» What is being asked:
Extract every one of the lines below and reproduce each one word for word, with nothing changed.

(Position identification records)

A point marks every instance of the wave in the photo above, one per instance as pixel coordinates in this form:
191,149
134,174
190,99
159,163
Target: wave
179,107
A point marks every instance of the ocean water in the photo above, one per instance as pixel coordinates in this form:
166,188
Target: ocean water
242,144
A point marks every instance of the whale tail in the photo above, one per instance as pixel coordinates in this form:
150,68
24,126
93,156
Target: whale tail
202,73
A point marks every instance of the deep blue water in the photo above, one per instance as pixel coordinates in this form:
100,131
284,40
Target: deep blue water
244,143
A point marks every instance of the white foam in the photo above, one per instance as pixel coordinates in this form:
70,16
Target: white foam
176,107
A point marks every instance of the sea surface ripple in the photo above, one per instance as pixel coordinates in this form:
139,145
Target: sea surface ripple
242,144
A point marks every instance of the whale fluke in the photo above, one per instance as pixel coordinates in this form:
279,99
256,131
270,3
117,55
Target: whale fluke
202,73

» Solution for this exercise:
A point marks every instance of the wave in the photo above, one per instance as pixel coordinates in this form:
191,149
134,174
190,99
159,163
Target: wave
179,107
A point marks every instance of the ocean water in the photo above, one per instance as pixel coordinates in this form:
166,188
Target: ocean water
242,144
A point marks every instance of the whale tail in the photo above, one per instance as pixel coordinates in this form:
150,68
24,126
93,156
Target: whale tail
202,73
A point marks every instance of the deep blue water in the photo above, one per instance as pixel coordinates in this form:
100,131
284,40
Target: deep blue water
244,143
A point marks every instance of the white foam in the photo above, one per instance as pixel coordinates in this form:
70,16
Target: white foam
176,107
A point marks every instance of the sea surface ripple in the photo above, one per instance as pixel coordinates in this form:
139,145
Target: sea surface ripple
242,144
A point marks every instance of the whale fluke in the photo above, one per instance as pixel coordinates in this form:
279,99
256,131
270,3
117,55
Target: whale fluke
202,73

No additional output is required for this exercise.